# My new puppy <3



## PatchworkRobot (Aug 24, 2010)

*My new puppy <3 - Continuous Photodump*

I love looking at people's pictures and finally have a chance to add some of my own! After years of research and waiting I finally got to meet and take my puppy home last week. I named him Dreizehn after a doberman from a story that I read when I was younger, the name seems to fit him really well. He is my first dog ever and I know I'm in for a lot of surprises but I feel like he is the perfect dog for me and I am completely in love.

I figure I'll keep one thread going for a little while instead of making a bunch of them over and over again.

Anyways, here he is :]
Biiig paws
























He found his way onto my bed and now thinks it's his
























He takes his kills to the water bowl with him

















Aaaaand my favorite, slaying his first dragon


----------



## dbulick (May 10, 2010)

Dreizehn as in 13 in German?

Also we have that exact dragon toy, our Aussie destroyed it within the hour.


----------



## mustlovedogs123 (Mar 23, 2011)

OH MY GOSH he is sooo cute!!


----------



## Allyfally (Mar 4, 2011)

Freakin adorable!


----------



## RubyFeuer (Mar 30, 2010)

Handsome puppy! I'm so jealous lol ^^


----------



## PatchworkRobot (Aug 24, 2010)

Thanks guys!

@dbulick - Yes, its 13 in german :] And he loves that dragon! So far he hasn't discovered the joy of ripping up toys so it's still in one piece.


----------



## lauren17 (Apr 14, 2009)

◆ REQUIRED TASK 1 ◆
According to the puppy thread, what is the puppy Dreizehn named after?
◆ REQUIRED TASK 2 ◆
Carry the puppy thread forward from its final line.

◆ STORED DATA ◆
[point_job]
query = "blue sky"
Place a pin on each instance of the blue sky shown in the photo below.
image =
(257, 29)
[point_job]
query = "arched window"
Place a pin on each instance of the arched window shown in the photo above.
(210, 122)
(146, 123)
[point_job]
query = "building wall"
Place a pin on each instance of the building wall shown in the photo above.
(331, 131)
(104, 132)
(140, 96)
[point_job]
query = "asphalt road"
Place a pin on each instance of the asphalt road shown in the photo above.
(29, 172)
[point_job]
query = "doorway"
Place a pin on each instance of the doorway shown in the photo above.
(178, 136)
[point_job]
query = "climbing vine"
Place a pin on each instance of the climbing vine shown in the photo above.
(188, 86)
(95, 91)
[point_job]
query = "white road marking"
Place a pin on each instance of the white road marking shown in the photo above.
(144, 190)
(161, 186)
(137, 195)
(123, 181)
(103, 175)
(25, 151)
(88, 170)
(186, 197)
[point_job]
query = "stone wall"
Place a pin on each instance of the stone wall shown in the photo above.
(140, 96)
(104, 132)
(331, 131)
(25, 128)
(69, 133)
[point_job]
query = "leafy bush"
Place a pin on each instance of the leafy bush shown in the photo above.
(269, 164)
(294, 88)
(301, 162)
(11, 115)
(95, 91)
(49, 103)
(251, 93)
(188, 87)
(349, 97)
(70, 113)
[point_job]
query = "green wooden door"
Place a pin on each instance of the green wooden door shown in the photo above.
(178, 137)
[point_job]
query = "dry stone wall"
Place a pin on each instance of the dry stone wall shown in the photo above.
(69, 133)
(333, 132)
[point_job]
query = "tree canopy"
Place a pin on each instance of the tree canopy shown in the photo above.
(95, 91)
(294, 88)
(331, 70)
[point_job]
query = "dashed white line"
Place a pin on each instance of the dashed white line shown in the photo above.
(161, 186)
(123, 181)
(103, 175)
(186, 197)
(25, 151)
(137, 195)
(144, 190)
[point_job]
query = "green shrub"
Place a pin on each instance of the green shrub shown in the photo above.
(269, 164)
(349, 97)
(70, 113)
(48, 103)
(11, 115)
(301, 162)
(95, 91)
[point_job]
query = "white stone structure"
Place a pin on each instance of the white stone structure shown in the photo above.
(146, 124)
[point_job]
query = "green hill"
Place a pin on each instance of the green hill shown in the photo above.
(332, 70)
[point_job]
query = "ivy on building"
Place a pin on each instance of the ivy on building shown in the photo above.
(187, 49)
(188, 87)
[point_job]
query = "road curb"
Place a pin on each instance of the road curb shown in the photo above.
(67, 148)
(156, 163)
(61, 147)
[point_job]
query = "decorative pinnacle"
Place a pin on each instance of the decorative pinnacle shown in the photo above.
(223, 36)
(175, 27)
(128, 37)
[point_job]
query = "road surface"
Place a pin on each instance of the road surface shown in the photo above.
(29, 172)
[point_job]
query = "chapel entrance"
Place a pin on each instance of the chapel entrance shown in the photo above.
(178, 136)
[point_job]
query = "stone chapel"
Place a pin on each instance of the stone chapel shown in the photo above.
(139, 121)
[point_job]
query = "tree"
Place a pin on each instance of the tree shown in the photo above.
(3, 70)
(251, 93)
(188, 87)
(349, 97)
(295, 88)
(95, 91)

◆ TASK OUTPUT 1 ◆
He is named after a doberman from a story the owner read when younger.

◆ TASK OUTPUT 2 ◆
He is adorable! I love dobes, I would love to have one someday.


----------



## debpass (Oct 13, 2009)

That is one Adorable Pup!! Enjoy him-there is nothing like a puppy to make you smile-drive you nuts sometimes- lol -but it is sooo worth it. Take lots of pictures-he will be big before you know it.


----------



## Curbside Prophet (Apr 28, 2006)

Has he made contact yet? His reception with that thing must be wicked.


----------



## BoxMeIn21 (Apr 10, 2007)

What a pretty boy. Love the name. Where did you get him from?


----------



## PatchworkRobot (Aug 24, 2010)

@Curbside Prophet - There have been no aliens! ...yet...

@BoxMeIn21 - He is a Rhapsody Doberman. The breeder is Irina Sasu and she's located in Austin, Texas.


----------



## Charis (Jul 12, 2009)

how long do his ears stay wrapped? 

Super cute - he looks so leggy and like he is going to trip over himself with those super cute legs and huge paws!


----------



## PatchworkRobot (Aug 24, 2010)

@Charis - How long the ears are wrapped is different for every dog. The longer the crop, the longer it takes and the thicker the ear leather the less time it takes. My pup's ears are on the border of medium to long. I'm not even going to check to see if they're finished until 6 months and then when I feel like they're done they'll be wrapped two weeks longer just to make sure. An ear that folds at the last minute is harder to fix and takes longer than just wrapping for two extra weeks.


----------



## Nil (Oct 25, 2007)

I think I found a new favorite DF dog. Beautiful!

Edit: Would it be ok if I PMed you some questions by chance?


----------



## Binkalette (Dec 16, 2008)

What a beautiful dobe!!!


----------



## PatchworkRobot (Aug 24, 2010)

:] Thanks for all the compliments~ It's gona go to his head! But then... he's a dobie so he's already full of himself haha

@Nil - Sure! PM me whenever.


----------



## BoxMeIn21 (Apr 10, 2007)

PatchworkRobot said:


> @BoxMeIn21 - He is a Rhapsody Doberman. The breeder is Irina Sasu and she's located in Austin, Texas.


Nice choice. She has some beautiful dobermans.


----------



## PatchworkRobot (Aug 24, 2010)

Took him to his breeder's today to get his ears rewrapped and he got to play with his siblings for a bit!


















Moving puppies are so hard to get pictures of!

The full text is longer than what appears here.